» Supplied text:
Sometime while back, Dad had mentioned the untimely death of a schoolmate in his youth and I learned this in part had jaded his view of loss and bereavement. Dad was angry that his dear friend died so young and so pointlessly. This had a great effect on him at such a tender age and stayed with him long after.

On one of our father/daughter trips to our hometown together, I asked Dad to take me to Gigi’s gravesite. He asked why of all the places to go, we should go there; he eventually gave in, and we went.

Dad felt this was an exercise in futility as I would merely be paying my respects to his father’s engraved headstone with remains in the ground. What was the point?

Dad could be so black and white on some things with no grey in the middle. Working in the research field, he was familiar with cadavers donated for science and reasoned that the remains were that of a shell, devoid of any human personality which made it special in life.

So to sum up, Dad felt there was no spiritual connection to the physical remains of a deceased being. And as for him, he would simply cease to exist when it was his time.

While I understood and appreciated this, I couldn’t reconcile what this had to do with us and how we may have wanted a commemorative marker to honor and recognize his presence on earth. (This would be that grey in the middle.)

» Problem to solve:
In the passage about Dad, why was Dad angry about his schoolmate's death? The material that comes next has no connection to the passage about Dad.

» Provided information:

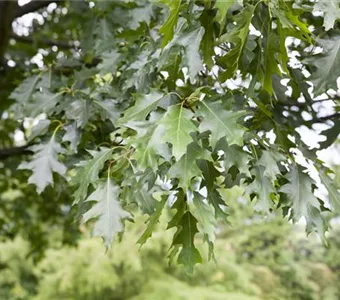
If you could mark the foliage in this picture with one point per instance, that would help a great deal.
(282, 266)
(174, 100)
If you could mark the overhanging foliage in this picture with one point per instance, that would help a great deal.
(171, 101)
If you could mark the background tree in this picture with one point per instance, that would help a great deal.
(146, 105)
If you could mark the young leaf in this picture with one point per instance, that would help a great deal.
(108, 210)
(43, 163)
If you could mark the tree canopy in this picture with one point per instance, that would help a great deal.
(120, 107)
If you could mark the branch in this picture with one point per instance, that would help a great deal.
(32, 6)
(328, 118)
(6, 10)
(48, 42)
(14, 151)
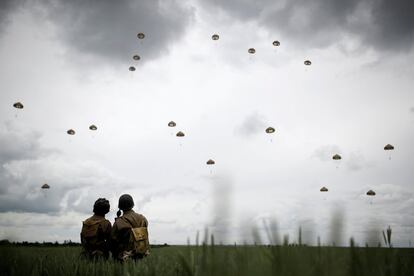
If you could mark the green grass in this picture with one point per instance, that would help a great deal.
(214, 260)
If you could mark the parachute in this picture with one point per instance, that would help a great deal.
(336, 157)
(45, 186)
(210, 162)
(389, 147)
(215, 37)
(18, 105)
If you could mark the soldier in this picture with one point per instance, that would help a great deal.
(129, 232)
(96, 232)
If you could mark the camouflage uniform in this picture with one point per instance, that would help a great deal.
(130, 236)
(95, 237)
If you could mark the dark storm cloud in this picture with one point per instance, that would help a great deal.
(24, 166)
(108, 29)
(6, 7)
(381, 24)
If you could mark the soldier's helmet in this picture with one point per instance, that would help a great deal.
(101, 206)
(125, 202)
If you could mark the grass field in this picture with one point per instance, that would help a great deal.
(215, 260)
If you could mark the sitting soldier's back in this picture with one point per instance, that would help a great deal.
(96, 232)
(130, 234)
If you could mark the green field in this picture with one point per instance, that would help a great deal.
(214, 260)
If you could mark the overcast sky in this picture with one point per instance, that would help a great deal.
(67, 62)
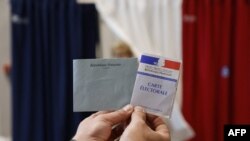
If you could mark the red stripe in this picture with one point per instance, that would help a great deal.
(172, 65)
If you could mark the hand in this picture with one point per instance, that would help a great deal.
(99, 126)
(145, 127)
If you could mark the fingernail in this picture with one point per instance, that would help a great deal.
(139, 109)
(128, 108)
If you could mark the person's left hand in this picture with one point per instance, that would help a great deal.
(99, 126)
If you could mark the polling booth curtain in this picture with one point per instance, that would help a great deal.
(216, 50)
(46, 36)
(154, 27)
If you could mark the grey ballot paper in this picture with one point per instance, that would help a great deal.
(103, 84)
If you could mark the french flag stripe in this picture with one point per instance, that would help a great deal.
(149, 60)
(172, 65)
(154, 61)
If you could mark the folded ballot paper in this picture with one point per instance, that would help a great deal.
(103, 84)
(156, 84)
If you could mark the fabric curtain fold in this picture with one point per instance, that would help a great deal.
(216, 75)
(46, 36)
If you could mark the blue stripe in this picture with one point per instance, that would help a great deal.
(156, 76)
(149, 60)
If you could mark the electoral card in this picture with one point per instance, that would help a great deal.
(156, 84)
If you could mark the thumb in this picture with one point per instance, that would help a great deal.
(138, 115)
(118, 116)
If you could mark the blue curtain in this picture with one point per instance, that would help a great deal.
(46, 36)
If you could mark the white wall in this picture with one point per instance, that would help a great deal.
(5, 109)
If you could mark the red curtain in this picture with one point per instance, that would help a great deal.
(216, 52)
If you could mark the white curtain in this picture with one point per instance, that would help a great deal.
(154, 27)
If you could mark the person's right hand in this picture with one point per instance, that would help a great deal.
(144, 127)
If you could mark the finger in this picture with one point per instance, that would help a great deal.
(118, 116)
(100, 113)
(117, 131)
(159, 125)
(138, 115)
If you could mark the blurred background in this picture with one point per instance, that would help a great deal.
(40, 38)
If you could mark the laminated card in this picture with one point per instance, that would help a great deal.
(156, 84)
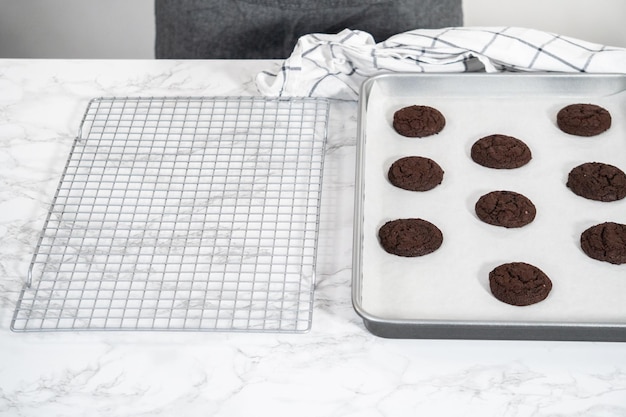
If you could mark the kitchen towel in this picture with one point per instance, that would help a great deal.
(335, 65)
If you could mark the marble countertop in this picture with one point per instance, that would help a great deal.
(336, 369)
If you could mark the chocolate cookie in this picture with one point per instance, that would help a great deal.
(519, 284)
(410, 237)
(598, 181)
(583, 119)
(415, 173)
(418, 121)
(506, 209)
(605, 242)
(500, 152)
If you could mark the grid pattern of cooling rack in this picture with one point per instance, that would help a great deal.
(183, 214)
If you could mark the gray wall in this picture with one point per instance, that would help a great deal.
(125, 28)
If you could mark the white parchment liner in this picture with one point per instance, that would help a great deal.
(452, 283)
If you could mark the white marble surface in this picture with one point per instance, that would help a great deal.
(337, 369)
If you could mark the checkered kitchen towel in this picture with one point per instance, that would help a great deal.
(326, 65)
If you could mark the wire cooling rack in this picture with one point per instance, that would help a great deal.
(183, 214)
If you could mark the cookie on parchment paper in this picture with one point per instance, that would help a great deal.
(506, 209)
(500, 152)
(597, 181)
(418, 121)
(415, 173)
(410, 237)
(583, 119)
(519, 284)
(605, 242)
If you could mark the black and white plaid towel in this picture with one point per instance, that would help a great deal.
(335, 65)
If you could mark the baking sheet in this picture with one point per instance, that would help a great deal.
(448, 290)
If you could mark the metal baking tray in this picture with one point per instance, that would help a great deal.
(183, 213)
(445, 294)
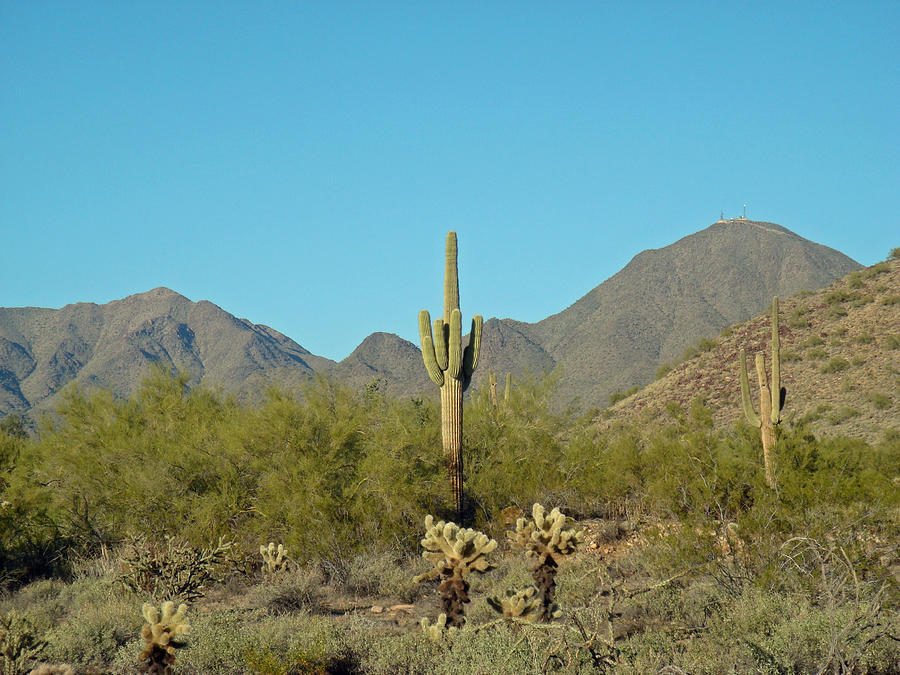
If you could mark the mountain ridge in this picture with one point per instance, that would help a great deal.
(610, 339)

...

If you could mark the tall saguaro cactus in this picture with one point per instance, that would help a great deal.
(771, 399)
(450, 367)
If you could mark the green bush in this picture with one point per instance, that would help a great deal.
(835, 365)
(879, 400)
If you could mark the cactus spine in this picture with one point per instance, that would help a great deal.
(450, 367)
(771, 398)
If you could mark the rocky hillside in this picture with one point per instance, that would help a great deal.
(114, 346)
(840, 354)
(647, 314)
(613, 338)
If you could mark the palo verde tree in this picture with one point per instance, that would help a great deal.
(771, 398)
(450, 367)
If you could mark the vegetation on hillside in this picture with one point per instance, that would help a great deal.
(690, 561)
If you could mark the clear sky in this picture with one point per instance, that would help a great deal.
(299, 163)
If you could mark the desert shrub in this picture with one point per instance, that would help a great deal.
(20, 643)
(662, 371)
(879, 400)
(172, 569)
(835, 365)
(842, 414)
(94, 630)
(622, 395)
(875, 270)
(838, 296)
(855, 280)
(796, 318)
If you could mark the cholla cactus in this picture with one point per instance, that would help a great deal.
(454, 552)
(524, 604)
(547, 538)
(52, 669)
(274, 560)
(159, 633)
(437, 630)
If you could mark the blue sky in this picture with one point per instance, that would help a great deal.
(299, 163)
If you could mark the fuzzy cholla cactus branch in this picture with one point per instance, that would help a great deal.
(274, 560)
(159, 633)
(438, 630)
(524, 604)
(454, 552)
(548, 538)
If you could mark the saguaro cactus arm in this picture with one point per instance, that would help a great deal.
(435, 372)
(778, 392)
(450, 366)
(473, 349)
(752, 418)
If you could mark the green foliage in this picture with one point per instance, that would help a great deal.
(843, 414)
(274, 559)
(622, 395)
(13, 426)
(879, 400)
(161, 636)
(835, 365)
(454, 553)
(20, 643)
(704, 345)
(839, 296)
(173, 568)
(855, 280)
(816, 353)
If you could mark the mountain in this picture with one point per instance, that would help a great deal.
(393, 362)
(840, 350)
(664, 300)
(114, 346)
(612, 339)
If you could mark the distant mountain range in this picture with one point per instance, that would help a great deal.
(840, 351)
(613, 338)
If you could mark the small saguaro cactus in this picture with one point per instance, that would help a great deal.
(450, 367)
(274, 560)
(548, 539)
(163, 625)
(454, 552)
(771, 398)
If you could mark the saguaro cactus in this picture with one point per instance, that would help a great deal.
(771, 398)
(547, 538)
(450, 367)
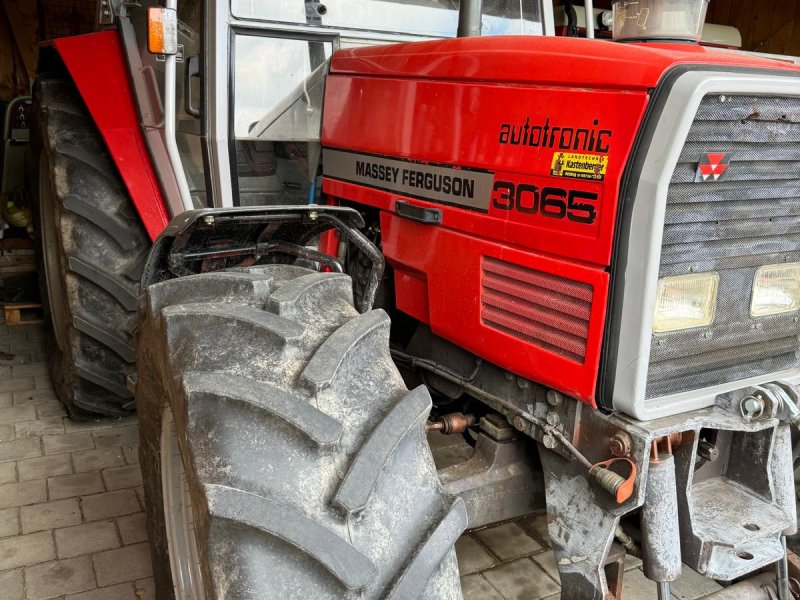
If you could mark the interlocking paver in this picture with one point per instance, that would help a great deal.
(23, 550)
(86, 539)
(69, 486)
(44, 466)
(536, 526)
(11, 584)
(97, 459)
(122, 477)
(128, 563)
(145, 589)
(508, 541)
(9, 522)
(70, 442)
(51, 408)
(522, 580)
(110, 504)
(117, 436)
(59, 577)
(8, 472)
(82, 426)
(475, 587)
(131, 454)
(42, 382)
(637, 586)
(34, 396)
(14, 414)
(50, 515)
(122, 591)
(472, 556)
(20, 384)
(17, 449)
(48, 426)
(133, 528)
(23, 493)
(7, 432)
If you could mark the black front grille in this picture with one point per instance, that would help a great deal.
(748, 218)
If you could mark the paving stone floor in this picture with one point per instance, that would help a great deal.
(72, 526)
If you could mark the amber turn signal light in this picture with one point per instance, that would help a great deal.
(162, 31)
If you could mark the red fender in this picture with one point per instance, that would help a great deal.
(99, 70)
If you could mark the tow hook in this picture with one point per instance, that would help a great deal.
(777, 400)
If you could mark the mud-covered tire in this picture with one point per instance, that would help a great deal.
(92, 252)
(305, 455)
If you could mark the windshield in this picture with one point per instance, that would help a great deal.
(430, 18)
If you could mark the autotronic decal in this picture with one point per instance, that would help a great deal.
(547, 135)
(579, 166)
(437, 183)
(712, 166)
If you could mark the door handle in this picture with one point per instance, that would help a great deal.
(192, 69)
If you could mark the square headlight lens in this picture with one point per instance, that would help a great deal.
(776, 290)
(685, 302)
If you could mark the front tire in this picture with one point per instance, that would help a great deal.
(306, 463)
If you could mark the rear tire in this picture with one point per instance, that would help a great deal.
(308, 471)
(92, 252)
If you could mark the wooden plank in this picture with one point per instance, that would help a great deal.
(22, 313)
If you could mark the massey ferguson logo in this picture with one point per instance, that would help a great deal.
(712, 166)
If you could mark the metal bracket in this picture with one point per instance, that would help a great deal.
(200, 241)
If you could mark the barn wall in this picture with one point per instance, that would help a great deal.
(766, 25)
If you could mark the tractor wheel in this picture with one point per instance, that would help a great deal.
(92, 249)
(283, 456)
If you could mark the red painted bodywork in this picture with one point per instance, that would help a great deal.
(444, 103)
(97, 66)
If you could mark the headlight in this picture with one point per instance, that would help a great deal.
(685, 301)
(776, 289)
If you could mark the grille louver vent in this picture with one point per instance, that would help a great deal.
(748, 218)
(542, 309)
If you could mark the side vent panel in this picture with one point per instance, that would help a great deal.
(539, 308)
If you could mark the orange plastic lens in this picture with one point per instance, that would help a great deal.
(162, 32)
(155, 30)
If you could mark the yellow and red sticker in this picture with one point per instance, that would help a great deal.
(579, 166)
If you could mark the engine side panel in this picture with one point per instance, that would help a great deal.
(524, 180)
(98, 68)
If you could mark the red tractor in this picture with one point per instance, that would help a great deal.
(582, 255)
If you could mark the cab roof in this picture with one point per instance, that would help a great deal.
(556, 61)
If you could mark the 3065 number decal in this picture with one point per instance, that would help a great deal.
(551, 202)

» Final result:
His dear friend died so young and so pointlessly.